TEXT FOR ANALYSIS section start

In Ohio Valley, Coal Equals Jobs; And Clean Air Bill Worries Many
| Moundsville, W.VA.
ACROSS the river from Powhatan Point, Ohio, a smokestack three football fields high spews whitish-gray smoke. Laden with sulfur dioxide, it is the type of smoke linked to acid-rain deterioration in lakes and forests hundreds of miles away. But curtailing this smoke threatens grave economic problems for the Ohio River Valley immediately below.
If the United States enacts tighter clean-air standards this year (the first step, a Senate vote, is expected tonight) plants will close and thousands of people here will lose their jobs.
``It's a tough situation,'' says Bob Albert, assistant manager of Ohio Power's coal-fired Kammer plant, which is emitting the smoke. ``And the hard part about it is that I don't think the people who are making the decision have a very good handle on what the impact is going to be down here.''
``Devastation - that's a good word for it,'' says R.Emmett Boyle, president of an aluminum-smelting company, a big electricity user supplied with power by the Kammer plant.
The industrial Midwest is raising loud protests as Congress moves toward passage of clean-air legislation. Industry-supported studies suggest that even lenient clean-air provisions would:
Close down hundreds of plants. These include important Midwest industries, such as coke ovens and steel foundries.
Put at risk an estimated 738,000 jobs in a six-state region. Illinois, Indiana, Michigan, Ohio, Pennsylvania, and West Virginia represent nearly one-third of the nation's total jobs at risk if clean-air legislation becomes law, says a recent study by CONSAD Research Corporation in Pittsburgh.
Boost costs disproportionately. Rep. Philip Sharp (D) of Indiana estimates nine Midwest and Southeastern states would have to clean up 77 percent of the nation's sulfur-dioxide pollution even though they are responsible for only about half of it. Under the most stringent clean-air bill before Congress, electric utility rates would skyrocket in the region, according to Edison Electric Institute. West Virginia would see the largest rate increase in the nation, averaging 28.9 percent, closely followed by Ohio (26.1 percent) and Indiana (25.3 percent). California, by contrast, would see rates rise 1.7 percent.
Environmental groups charge that industry has purposely inflated the numbers.
``Unemployment bound to occur from improvement of health standards is overstated and quite exaggerated,'' says Casey Padgett, a lobbyist for Environmental Action, based in Washington, D.C. And, as far as utility rates are concerned, ``the bill is coming due in the Midwest - they've been paying lower rates for years.''
But there is no denying what is likely to happen here in the Ohio Valley. Some utility plants will easily meet the anticipated first phase of tighter standards. Others will face the dilemma of closing or raising rates so high they put customers out of business.

TEXT FOR ANALYSIS section end
GIVEN DATA section start

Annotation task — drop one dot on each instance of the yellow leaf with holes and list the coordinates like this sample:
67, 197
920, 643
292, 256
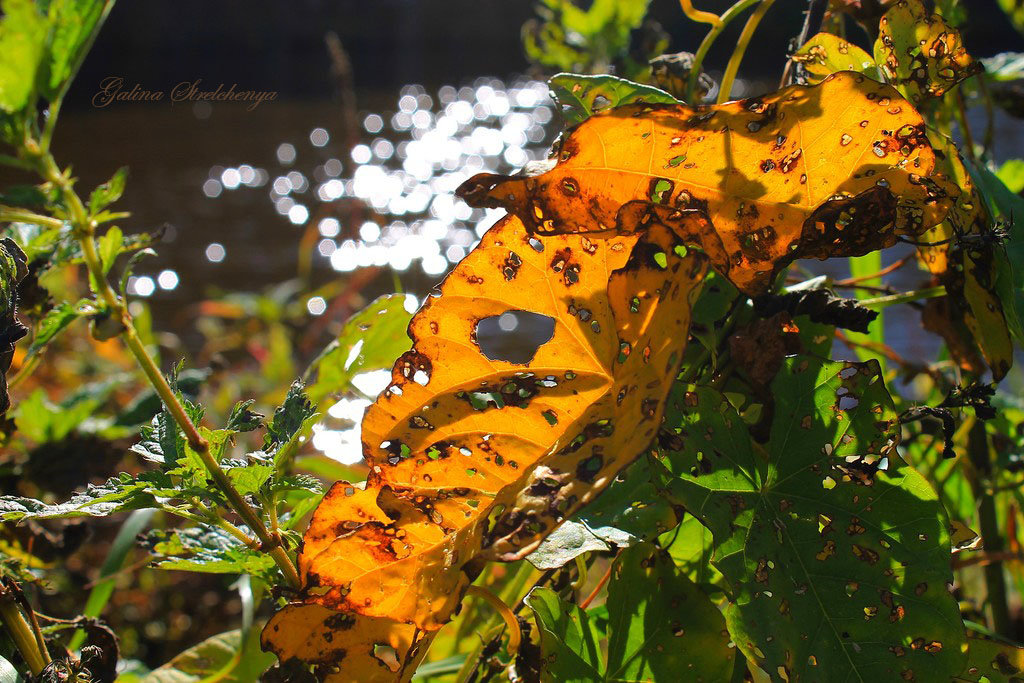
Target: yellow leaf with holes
838, 169
826, 53
920, 53
477, 449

GIVEN DATA section end

• **TASKS TO PERFORM**
**A)** Reproduce the stretch of the article on coal jobs in the Ohio Valley from "Put at risk" through "Corporation in Pittsburgh.".
**B)** In the article on coal jobs in the Ohio Valley, what average electric rate increase would West Virginia see under the most stringent clean-air bill?
**C)** Pick up the article on coal jobs in the Ohio Valley after its last sentence and keep writing.

• **EXPECTED OUTPUTS**
**A)**
Put at risk an estimated 738,000 jobs in a six-state region. Illinois, Indiana, Michigan, Ohio, Pennsylvania, and West Virginia represent nearly one-third of the nation's total jobs at risk if clean-air legislation becomes law, says a recent study by CONSAD Research Corporation in Pittsburgh.

**B)** An average increase of 28.9 percent.

**C)**
Such are the prospects for the Kammer plant, a midsized coal-fired plant just south of Moundsville, W.Va. It burns high-sulfur coal just within legal limits. So any tightening of acid-rain provisions in US law would quickly put the plant's managers in a quandary. They have no room for a scrubbing unit and their boilers will not handle most low-sulfur coals.
The plant successfully experimented with a low-sulfur coal from Virginia recently. But to get that coal, the company had to ship it by train, transfer it to a barge, float it upriver, unload it, then truck it one mile. Added cost: $11.50 a ton or a 34 percent increase in fuel costs just from transportation. Current transportation costs are near zero: a conveyor belt links the plant to a mine around the bend upriver.
But when all needed modifications are made, plant manager Gene Bischof estimates he would have to raise rates by 40 percent to burn low-sulfur coal. A boost like that could put Kammer's big customer, Mr. Boyle's Ormet Corporation, out of business.
``A 40 percent increase in my raw material [costs] - and my raw material is electrical energy - will be catastrophic,'' Boyle says. Fully 35 percent of the cost of making aluminum is the electrical bill. His Hannibal, Ohio, plant spends $800 million a year on power - enough to light Columbus, Ohio.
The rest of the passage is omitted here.